Static Compilation of IronPython scripts

The ability to compile IronPython scripts into .NET IL and to save them to disk existed in IronPython 1.0 but has been missing in 2.0 so far. With IronPython 2.0 Beta4 this has been added back.

Why would I compile dynamic language scripts?

There are a lot of reasons to compile scripts into a binary form. Shri talks about some of them here. For folks who don't want to distribute source code in plain text this provides one level of obfuscation. To that end, a function called CompileModules has been added to the clr module to compile scripts into executable IL. The signature of the function is:

 CompileModules(str assemblyName, dict kwArgs, Array[str] filenames)

So to compile a file foo.py into foo.dll you would do this:

 import clr
clr.CompileModules("foo.dll", "foo.py")

This can now be brought in using the regular clr.AddReference. When clr.AddReference sees a compiled assembly, it publishes the module as well. So one can simply import the module into the code.

 clr.AddReference("foo.dll")
import foo

Multiple files and main

The function can take multiple python files and compile them into one dll. What if you want it to be a standalone executable? There are two things to be done. First, a stub exe is needed that can load the dll. Second, a way to distinguish the main module is needed. The keyword args that CompileModules can take comes in handy here

 import clr
clr.CompileModules("foo.dll", "foo.py", "bar.py", mainModule="main.py")

=== SHORT EXERCISE ===
Reproduce the IronPython static compilation article in full, word for word.

=== RECORD SET ===

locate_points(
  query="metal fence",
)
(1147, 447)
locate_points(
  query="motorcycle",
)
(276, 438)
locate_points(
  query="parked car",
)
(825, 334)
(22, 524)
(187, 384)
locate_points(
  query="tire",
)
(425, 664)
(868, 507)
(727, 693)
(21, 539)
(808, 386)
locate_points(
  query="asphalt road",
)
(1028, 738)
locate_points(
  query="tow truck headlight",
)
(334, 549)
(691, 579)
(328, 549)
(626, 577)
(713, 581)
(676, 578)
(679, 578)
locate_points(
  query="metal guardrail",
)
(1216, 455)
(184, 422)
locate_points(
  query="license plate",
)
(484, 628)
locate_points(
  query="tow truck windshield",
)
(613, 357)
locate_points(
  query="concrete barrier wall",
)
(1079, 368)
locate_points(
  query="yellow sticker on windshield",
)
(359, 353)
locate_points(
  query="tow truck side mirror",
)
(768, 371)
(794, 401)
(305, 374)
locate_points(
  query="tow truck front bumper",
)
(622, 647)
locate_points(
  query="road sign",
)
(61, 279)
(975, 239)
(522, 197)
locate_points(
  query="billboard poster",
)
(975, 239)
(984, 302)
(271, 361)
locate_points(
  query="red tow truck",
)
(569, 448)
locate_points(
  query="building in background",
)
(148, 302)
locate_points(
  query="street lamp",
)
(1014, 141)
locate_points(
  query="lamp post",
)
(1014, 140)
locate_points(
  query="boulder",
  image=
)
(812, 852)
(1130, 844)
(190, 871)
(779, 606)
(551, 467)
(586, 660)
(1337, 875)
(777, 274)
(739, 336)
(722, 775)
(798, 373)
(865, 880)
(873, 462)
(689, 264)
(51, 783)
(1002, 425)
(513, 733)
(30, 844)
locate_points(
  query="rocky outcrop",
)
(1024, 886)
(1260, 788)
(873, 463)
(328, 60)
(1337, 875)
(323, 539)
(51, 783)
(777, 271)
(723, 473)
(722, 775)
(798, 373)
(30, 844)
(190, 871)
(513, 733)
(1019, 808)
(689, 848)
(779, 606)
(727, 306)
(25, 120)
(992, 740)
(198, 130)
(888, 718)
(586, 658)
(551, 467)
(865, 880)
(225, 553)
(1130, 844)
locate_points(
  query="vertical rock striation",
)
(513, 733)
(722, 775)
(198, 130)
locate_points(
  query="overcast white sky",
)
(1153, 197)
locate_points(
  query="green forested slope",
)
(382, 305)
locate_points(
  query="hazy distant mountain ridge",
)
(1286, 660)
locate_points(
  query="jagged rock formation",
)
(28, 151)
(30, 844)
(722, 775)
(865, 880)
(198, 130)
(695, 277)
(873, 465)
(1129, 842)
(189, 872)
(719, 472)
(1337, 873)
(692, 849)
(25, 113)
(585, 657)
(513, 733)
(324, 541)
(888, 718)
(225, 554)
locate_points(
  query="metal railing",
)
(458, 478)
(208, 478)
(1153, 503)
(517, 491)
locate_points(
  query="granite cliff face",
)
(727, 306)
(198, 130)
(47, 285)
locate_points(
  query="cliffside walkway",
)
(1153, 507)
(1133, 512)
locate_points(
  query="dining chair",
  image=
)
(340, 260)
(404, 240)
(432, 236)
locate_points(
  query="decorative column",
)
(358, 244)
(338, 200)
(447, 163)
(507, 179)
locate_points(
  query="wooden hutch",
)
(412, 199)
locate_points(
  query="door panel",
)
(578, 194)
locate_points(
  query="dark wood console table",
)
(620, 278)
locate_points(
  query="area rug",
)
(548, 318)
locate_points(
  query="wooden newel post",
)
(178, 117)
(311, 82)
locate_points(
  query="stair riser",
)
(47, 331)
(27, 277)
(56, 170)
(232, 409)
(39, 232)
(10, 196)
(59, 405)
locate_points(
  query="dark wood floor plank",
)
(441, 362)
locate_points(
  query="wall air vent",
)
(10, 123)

=== TASK OUTPUT ===
Static Compilation of IronPython scripts

The ability to compile IronPython scripts into .NET IL and to save them to disk existed in IronPython 1.0 but has been missing in 2.0 so far. With IronPython 2.0 Beta4 this has been added back.

Why would I compile dynamic language scripts?

There are a lot of reasons to compile scripts into a binary form. Shri talks about some of them here. For folks who don't want to distribute source code in plain text this provides one level of obfuscation. To that end, a function called CompileModules has been added to the clr module to compile scripts into executable IL. The signature of the function is:

 CompileModules(str assemblyName, dict kwArgs, Array[str] filenames)

So to compile a file foo.py into foo.dll you would do this:

 import clr
clr.CompileModules("foo.dll", "foo.py")

This can now be brought in using the regular clr.AddReference. When clr.AddReference sees a compiled assembly, it publishes the module as well. So one can simply import the module into the code.

 clr.AddReference("foo.dll")
import foo

Multiple files and main

The function can take multiple python files and compile them into one dll. What if you want it to be a standalone executable? There are two things to be done. First, a stub exe is needed that can load the dll. Second, a way to distinguish the main module is needed. The keyword args that CompileModules can take comes in handy here

 import clr
clr.CompileModules("foo.dll", "foo.py", "bar.py", mainModule="main.py")